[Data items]
►

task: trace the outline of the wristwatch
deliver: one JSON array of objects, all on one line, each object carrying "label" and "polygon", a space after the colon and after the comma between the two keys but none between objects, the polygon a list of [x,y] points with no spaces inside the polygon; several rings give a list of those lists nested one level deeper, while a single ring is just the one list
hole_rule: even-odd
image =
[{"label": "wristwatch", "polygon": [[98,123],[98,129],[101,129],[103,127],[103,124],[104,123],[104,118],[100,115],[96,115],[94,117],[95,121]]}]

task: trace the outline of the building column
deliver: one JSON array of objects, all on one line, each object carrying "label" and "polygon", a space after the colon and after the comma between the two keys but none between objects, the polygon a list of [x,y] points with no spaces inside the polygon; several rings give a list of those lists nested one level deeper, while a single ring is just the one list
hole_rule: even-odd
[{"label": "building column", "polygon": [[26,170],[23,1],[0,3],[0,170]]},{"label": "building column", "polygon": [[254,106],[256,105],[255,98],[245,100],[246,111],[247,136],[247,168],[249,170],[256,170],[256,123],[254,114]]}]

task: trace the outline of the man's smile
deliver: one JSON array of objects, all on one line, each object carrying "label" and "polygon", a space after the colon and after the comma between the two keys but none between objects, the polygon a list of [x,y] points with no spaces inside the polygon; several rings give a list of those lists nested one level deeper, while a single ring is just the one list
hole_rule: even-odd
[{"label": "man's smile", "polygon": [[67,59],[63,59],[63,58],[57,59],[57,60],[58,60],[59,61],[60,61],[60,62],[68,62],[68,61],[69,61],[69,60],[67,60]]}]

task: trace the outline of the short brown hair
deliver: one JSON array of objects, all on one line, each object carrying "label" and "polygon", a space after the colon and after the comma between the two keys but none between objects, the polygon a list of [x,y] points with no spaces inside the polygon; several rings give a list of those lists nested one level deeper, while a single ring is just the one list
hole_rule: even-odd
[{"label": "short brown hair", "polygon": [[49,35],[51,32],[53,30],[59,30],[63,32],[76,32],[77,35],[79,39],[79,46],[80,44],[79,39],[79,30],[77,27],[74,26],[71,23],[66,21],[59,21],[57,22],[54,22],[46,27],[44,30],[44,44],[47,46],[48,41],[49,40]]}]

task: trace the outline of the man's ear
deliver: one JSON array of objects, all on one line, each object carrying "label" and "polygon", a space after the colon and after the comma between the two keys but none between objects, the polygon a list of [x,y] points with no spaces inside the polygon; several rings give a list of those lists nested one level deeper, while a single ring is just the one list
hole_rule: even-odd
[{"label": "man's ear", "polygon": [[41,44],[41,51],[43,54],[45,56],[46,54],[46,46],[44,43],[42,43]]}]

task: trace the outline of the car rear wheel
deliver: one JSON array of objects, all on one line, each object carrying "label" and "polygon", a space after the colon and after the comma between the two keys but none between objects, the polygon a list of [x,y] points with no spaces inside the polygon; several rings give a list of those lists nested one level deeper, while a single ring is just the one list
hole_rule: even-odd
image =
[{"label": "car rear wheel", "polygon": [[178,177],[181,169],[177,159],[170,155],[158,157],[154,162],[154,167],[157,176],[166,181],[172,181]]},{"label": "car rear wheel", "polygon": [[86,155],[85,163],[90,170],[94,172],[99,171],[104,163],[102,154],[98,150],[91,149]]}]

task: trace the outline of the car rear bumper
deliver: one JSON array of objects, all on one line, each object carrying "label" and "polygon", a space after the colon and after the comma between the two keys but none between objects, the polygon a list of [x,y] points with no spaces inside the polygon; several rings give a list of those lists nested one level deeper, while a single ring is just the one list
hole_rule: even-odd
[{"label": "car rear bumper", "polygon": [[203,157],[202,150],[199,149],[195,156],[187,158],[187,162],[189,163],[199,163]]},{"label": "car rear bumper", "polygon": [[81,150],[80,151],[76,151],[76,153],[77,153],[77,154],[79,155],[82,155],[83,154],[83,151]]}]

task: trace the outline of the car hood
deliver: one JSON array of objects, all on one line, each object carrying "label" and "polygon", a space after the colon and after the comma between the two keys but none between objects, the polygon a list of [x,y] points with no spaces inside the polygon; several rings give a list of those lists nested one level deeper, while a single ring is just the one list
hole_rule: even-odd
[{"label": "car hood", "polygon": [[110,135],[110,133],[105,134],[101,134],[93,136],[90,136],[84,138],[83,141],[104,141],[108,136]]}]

◄

■ Goal:
Write out everything from the line containing "task: trace the outline of the car hood" down to the end of the entries, including the request lines. Adjust every polygon coordinate in the answers by -149.

■ The answer:
task: trace the outline of the car hood
deliver: one JSON array of objects, all on one line, each object carrying "label" and "polygon", a space after the colon and after the comma between the two keys but none between objects, the polygon a list of [x,y] points with no spaces inside the polygon; several rings give a list of those lists nested one level deeper, while a single ring is just the one list
hole_rule: even-odd
[{"label": "car hood", "polygon": [[-39,-14],[-39,-16],[-44,-15],[-48,-15],[-56,-13],[-59,-13],[-65,-11],[-66,-8],[-45,-8],[-41,-13]]}]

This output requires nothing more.